(Items stored from a collection)
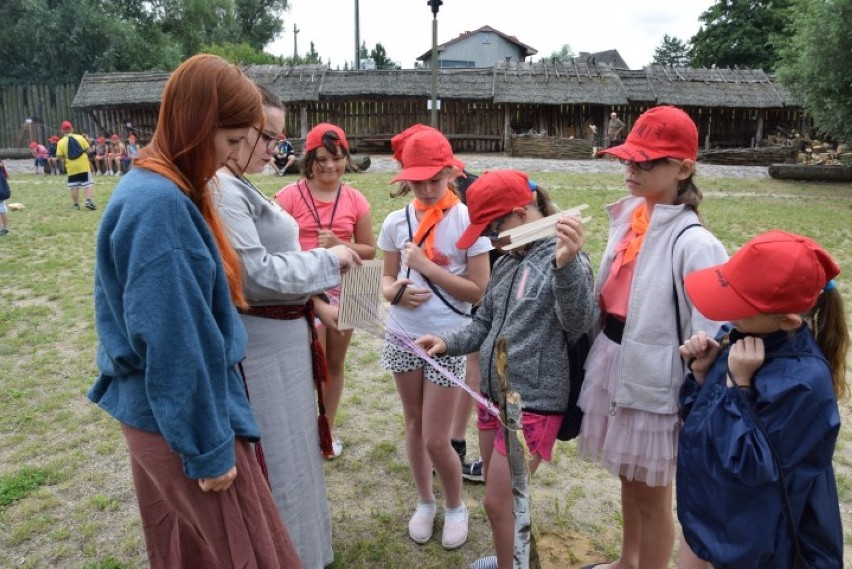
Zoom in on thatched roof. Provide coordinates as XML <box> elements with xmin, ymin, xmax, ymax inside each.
<box><xmin>645</xmin><ymin>65</ymin><xmax>787</xmax><ymax>109</ymax></box>
<box><xmin>493</xmin><ymin>62</ymin><xmax>627</xmax><ymax>105</ymax></box>
<box><xmin>71</xmin><ymin>71</ymin><xmax>170</xmax><ymax>108</ymax></box>
<box><xmin>72</xmin><ymin>62</ymin><xmax>799</xmax><ymax>109</ymax></box>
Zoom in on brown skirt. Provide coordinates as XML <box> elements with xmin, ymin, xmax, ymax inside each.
<box><xmin>121</xmin><ymin>424</ymin><xmax>302</xmax><ymax>569</ymax></box>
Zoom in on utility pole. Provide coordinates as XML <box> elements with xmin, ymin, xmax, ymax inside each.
<box><xmin>426</xmin><ymin>0</ymin><xmax>444</xmax><ymax>128</ymax></box>
<box><xmin>355</xmin><ymin>0</ymin><xmax>361</xmax><ymax>69</ymax></box>
<box><xmin>293</xmin><ymin>24</ymin><xmax>301</xmax><ymax>61</ymax></box>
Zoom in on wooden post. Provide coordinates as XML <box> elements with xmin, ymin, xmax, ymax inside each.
<box><xmin>497</xmin><ymin>336</ymin><xmax>538</xmax><ymax>569</ymax></box>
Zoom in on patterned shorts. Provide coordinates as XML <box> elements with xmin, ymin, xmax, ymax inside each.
<box><xmin>381</xmin><ymin>337</ymin><xmax>467</xmax><ymax>387</ymax></box>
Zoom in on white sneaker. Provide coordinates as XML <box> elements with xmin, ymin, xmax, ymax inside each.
<box><xmin>325</xmin><ymin>439</ymin><xmax>343</xmax><ymax>460</ymax></box>
<box><xmin>441</xmin><ymin>507</ymin><xmax>467</xmax><ymax>549</ymax></box>
<box><xmin>408</xmin><ymin>506</ymin><xmax>435</xmax><ymax>545</ymax></box>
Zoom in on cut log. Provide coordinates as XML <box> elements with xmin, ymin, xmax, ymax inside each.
<box><xmin>698</xmin><ymin>146</ymin><xmax>796</xmax><ymax>166</ymax></box>
<box><xmin>769</xmin><ymin>164</ymin><xmax>852</xmax><ymax>182</ymax></box>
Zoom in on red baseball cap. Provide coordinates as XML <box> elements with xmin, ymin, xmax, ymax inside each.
<box><xmin>456</xmin><ymin>170</ymin><xmax>533</xmax><ymax>249</ymax></box>
<box><xmin>598</xmin><ymin>106</ymin><xmax>698</xmax><ymax>162</ymax></box>
<box><xmin>391</xmin><ymin>123</ymin><xmax>467</xmax><ymax>173</ymax></box>
<box><xmin>305</xmin><ymin>122</ymin><xmax>349</xmax><ymax>152</ymax></box>
<box><xmin>391</xmin><ymin>128</ymin><xmax>456</xmax><ymax>183</ymax></box>
<box><xmin>684</xmin><ymin>230</ymin><xmax>840</xmax><ymax>321</ymax></box>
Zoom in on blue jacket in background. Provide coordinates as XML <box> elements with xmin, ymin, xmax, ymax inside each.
<box><xmin>89</xmin><ymin>168</ymin><xmax>260</xmax><ymax>479</ymax></box>
<box><xmin>677</xmin><ymin>325</ymin><xmax>843</xmax><ymax>569</ymax></box>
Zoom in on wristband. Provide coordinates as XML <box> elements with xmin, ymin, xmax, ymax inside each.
<box><xmin>391</xmin><ymin>284</ymin><xmax>408</xmax><ymax>306</ymax></box>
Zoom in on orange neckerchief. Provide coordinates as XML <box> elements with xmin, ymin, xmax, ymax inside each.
<box><xmin>621</xmin><ymin>204</ymin><xmax>650</xmax><ymax>265</ymax></box>
<box><xmin>413</xmin><ymin>189</ymin><xmax>461</xmax><ymax>261</ymax></box>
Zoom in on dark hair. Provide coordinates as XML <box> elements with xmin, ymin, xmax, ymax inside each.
<box><xmin>131</xmin><ymin>54</ymin><xmax>263</xmax><ymax>307</ymax></box>
<box><xmin>674</xmin><ymin>171</ymin><xmax>704</xmax><ymax>214</ymax></box>
<box><xmin>806</xmin><ymin>287</ymin><xmax>849</xmax><ymax>401</ymax></box>
<box><xmin>535</xmin><ymin>186</ymin><xmax>559</xmax><ymax>217</ymax></box>
<box><xmin>299</xmin><ymin>130</ymin><xmax>358</xmax><ymax>180</ymax></box>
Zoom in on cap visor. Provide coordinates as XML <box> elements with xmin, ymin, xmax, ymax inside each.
<box><xmin>683</xmin><ymin>265</ymin><xmax>760</xmax><ymax>322</ymax></box>
<box><xmin>391</xmin><ymin>164</ymin><xmax>450</xmax><ymax>183</ymax></box>
<box><xmin>597</xmin><ymin>142</ymin><xmax>666</xmax><ymax>162</ymax></box>
<box><xmin>456</xmin><ymin>221</ymin><xmax>490</xmax><ymax>250</ymax></box>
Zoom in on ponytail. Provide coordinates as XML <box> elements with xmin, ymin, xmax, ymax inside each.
<box><xmin>809</xmin><ymin>287</ymin><xmax>849</xmax><ymax>401</ymax></box>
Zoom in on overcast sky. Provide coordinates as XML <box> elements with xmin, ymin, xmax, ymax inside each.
<box><xmin>266</xmin><ymin>0</ymin><xmax>714</xmax><ymax>69</ymax></box>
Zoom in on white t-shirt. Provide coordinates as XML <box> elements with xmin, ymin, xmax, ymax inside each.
<box><xmin>378</xmin><ymin>204</ymin><xmax>493</xmax><ymax>338</ymax></box>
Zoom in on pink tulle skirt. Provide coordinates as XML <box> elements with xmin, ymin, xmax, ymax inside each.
<box><xmin>578</xmin><ymin>333</ymin><xmax>679</xmax><ymax>486</ymax></box>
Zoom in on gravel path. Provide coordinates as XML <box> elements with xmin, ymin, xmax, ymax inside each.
<box><xmin>0</xmin><ymin>154</ymin><xmax>769</xmax><ymax>178</ymax></box>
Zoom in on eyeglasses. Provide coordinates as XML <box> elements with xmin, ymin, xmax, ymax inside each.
<box><xmin>252</xmin><ymin>126</ymin><xmax>278</xmax><ymax>152</ymax></box>
<box><xmin>618</xmin><ymin>158</ymin><xmax>668</xmax><ymax>172</ymax></box>
<box><xmin>482</xmin><ymin>213</ymin><xmax>512</xmax><ymax>241</ymax></box>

- WHAT TO DO -
How many of the lines above contain the string "skirt", matching case exactly? Reply with the count alone.

- PROBLEM SOLUTION -
2